START Data for processing

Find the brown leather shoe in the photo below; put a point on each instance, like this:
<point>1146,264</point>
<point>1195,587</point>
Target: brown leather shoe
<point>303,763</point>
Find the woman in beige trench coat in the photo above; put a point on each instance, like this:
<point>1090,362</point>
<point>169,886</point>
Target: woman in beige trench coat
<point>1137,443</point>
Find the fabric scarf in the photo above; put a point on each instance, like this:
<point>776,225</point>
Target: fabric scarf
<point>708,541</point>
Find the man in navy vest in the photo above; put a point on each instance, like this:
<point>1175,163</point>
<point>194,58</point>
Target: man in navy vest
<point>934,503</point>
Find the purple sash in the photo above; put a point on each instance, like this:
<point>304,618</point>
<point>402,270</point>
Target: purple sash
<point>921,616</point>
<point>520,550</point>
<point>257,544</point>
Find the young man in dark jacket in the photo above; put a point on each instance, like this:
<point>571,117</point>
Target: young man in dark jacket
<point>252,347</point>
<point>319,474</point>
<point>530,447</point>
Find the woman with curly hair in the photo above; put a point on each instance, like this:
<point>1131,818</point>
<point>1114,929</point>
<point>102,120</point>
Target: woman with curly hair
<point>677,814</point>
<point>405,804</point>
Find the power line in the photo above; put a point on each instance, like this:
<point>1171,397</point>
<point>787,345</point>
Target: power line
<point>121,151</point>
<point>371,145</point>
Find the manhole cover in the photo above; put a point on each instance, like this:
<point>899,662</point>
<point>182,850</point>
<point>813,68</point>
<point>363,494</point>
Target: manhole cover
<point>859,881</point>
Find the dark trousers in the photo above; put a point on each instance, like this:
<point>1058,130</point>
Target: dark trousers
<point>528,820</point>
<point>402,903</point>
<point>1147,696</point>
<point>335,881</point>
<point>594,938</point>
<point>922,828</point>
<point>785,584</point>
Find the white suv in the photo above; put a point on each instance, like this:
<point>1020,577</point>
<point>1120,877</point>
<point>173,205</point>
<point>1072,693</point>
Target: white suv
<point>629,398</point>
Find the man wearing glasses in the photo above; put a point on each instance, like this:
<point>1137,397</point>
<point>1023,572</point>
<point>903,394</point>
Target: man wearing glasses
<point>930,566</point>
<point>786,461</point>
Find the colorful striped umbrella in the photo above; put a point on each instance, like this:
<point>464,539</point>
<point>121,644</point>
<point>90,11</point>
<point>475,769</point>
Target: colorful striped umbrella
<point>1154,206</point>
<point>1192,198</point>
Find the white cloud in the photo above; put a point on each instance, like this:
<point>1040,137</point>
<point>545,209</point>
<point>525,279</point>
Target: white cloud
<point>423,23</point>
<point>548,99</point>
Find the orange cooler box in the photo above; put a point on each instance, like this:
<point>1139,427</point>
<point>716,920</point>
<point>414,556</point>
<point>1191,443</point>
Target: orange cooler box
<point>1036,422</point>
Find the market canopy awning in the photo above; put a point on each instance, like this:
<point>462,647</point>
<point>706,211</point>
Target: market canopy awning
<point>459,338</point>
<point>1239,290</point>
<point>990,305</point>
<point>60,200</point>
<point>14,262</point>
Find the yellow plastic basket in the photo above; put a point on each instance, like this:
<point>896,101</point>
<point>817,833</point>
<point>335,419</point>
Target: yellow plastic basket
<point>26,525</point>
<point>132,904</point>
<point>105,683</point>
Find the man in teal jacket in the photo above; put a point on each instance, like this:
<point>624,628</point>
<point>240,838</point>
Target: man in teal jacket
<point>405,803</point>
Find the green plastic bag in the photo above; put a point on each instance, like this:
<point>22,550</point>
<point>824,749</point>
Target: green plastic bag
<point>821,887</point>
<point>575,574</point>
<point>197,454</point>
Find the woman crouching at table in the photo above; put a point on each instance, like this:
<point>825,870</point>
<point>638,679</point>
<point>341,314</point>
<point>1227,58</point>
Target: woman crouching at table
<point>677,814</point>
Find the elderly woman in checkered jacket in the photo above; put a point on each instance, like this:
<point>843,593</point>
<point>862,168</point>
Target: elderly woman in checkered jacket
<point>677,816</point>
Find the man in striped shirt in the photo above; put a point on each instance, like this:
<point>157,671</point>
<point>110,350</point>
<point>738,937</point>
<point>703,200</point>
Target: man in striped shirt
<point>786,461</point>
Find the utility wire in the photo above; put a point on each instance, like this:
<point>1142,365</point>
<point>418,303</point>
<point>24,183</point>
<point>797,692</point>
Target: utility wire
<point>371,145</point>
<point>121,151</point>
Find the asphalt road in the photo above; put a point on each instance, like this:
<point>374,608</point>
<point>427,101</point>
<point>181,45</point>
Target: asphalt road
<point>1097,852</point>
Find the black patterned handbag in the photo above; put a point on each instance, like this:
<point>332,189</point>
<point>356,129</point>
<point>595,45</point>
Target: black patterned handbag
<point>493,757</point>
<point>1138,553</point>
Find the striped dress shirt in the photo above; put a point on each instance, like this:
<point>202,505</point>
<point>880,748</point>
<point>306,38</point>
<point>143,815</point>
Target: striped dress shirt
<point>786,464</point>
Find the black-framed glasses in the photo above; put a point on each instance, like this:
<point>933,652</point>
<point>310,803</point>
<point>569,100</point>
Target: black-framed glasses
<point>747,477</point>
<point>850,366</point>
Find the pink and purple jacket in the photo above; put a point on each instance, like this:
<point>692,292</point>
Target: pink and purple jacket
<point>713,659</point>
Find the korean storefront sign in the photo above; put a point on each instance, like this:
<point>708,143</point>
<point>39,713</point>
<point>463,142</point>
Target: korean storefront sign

END Data for processing

■ Action item ■
Exactly as they appear, please write out the lines from the opening of the listing above down to the line containing "<point>402,270</point>", with both end lines included.

■ Reply to the task ■
Find the brown leather shoe in the photo below; put a point on each instance, like this:
<point>1146,264</point>
<point>1195,587</point>
Target: brown leather shoe
<point>303,763</point>
Find the woman in beige trench coat in the photo above; put a point on each instance, like this:
<point>1090,362</point>
<point>169,886</point>
Target: woman in beige trench coat
<point>1137,443</point>
Find the fabric scarf in the photo above; put a point on each instance, like this:
<point>776,225</point>
Target: fabric scarf
<point>708,541</point>
Find the man in navy vest in the photo above; put a point on each instance, like this:
<point>1175,163</point>
<point>194,58</point>
Target: man in navy vest
<point>934,503</point>
Find the purple sash in the photo above; put a point on each instance, like this:
<point>304,618</point>
<point>402,270</point>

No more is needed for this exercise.